#### Given exercise:
Count the lines in the entries below that contain the word "thin", with case counting. Give only the number.
──────── Available records ────────
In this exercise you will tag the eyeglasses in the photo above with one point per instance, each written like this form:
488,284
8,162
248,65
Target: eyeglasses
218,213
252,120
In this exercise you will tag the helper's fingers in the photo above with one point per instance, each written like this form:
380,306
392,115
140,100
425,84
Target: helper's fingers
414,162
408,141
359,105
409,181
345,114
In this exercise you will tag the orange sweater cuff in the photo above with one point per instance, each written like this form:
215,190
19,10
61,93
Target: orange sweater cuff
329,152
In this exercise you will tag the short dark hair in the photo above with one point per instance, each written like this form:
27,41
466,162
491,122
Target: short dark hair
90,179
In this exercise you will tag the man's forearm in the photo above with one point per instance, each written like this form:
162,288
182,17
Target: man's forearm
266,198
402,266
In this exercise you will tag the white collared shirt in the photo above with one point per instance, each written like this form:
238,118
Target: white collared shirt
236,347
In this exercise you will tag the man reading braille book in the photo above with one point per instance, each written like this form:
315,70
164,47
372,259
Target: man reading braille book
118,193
────────
──────── Available records ────────
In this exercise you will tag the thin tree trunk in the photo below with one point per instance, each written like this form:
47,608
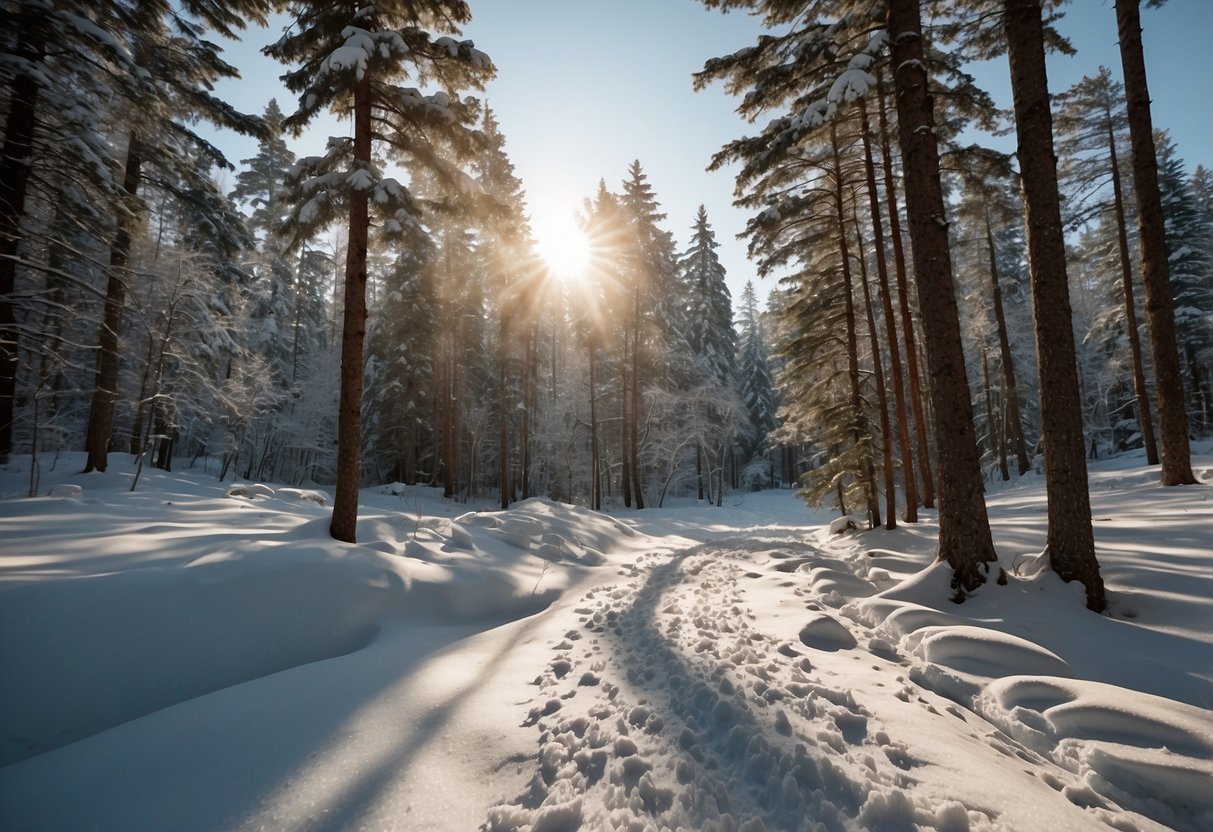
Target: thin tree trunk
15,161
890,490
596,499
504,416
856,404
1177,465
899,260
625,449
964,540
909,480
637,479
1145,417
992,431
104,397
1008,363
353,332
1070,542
────────
#### Correct output:
2